§ ABOUT THIS EXERCISE
Select the lines below containing the word "record".

Point localization data:
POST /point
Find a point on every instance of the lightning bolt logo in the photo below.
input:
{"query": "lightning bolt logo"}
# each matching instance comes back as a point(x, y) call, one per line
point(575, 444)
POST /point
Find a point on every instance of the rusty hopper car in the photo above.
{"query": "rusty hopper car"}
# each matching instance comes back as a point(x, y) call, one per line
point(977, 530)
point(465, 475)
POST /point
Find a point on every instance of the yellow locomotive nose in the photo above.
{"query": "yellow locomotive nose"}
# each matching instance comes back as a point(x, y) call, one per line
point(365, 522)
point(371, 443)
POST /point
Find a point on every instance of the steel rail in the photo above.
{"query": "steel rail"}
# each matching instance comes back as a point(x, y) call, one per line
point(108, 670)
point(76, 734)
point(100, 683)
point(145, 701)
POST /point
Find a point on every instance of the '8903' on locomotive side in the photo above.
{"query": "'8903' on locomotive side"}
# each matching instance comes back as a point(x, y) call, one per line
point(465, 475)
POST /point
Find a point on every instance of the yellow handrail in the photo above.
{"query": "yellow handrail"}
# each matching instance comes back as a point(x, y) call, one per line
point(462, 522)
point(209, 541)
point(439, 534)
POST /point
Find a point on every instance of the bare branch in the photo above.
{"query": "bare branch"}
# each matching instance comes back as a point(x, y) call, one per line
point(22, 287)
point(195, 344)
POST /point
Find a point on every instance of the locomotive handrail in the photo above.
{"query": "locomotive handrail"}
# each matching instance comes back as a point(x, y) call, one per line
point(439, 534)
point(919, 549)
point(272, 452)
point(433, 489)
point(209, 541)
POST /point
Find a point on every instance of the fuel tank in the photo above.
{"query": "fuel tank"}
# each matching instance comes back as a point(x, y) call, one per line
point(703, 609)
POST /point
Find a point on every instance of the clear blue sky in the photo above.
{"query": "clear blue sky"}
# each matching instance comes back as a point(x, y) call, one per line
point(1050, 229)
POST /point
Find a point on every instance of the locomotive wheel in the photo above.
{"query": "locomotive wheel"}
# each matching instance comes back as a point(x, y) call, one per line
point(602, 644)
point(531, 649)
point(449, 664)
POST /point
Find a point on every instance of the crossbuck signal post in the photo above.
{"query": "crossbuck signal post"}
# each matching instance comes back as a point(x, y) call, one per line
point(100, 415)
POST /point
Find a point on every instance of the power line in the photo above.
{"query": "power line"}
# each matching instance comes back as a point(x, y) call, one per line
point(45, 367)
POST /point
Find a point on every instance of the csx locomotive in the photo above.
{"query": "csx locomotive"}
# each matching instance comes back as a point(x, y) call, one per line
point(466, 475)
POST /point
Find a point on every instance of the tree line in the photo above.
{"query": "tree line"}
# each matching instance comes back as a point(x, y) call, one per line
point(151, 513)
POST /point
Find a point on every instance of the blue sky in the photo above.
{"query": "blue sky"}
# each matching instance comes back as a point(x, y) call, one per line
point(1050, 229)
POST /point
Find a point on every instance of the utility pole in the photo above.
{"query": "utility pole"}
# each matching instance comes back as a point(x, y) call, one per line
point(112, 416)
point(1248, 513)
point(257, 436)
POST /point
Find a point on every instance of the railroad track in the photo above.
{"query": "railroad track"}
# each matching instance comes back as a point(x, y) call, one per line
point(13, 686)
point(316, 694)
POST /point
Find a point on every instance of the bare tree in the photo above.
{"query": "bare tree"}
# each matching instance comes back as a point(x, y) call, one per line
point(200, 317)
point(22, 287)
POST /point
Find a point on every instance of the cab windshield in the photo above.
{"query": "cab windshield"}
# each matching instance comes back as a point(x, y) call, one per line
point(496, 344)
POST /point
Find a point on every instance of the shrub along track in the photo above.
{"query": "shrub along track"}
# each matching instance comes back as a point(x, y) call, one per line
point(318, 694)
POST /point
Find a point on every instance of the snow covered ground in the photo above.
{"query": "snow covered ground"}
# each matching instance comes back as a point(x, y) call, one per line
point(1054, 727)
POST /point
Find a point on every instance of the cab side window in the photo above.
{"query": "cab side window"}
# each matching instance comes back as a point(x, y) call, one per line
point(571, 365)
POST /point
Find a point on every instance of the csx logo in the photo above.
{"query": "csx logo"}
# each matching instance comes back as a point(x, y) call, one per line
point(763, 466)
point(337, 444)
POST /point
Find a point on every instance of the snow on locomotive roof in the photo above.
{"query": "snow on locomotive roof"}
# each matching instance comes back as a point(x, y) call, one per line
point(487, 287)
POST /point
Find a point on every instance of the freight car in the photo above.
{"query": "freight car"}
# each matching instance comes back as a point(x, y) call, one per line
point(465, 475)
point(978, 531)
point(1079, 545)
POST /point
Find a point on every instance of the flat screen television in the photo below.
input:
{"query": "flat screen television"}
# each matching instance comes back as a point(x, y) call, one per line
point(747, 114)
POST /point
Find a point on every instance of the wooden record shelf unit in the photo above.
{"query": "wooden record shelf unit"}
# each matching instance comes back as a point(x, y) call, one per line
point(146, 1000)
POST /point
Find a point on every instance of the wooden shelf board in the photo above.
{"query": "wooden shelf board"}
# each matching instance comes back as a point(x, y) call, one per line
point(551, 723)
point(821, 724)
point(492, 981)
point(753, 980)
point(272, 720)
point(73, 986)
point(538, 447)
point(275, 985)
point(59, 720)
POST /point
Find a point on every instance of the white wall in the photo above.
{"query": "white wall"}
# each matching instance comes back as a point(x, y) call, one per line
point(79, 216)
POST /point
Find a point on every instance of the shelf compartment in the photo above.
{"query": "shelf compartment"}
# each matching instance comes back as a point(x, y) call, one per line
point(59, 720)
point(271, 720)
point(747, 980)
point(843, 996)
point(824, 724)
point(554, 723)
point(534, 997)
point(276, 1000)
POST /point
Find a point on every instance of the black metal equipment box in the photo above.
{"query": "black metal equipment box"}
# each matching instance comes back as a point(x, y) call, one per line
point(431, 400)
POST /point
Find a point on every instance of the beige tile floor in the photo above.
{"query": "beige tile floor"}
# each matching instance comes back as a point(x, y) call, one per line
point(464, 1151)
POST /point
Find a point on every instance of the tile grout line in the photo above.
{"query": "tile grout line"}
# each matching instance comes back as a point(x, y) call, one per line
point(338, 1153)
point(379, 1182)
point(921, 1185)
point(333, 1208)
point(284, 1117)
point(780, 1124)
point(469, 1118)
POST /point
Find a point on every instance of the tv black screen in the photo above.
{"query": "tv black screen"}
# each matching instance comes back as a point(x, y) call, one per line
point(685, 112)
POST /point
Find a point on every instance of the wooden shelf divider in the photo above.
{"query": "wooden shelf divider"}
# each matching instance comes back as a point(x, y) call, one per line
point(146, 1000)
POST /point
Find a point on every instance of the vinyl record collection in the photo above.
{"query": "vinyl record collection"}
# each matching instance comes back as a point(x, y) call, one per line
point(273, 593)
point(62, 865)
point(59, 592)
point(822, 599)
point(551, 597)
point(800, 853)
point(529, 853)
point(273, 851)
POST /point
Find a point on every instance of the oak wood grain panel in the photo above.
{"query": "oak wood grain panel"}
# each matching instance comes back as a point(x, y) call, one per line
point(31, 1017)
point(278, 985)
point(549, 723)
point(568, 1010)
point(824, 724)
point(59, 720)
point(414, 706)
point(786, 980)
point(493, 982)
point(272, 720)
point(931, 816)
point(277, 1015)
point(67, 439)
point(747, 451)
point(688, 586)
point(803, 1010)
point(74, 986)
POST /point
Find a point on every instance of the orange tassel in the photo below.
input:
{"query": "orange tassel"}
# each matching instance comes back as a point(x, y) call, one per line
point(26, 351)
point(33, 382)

§ EXERCISE RESULT
Find a point on every instance of the wooden record shelf unit in the photo above.
{"query": "wooden record shelf unit"}
Find a point on every instance of the vinyl record collection in the photo above.
{"query": "vinyl record collection"}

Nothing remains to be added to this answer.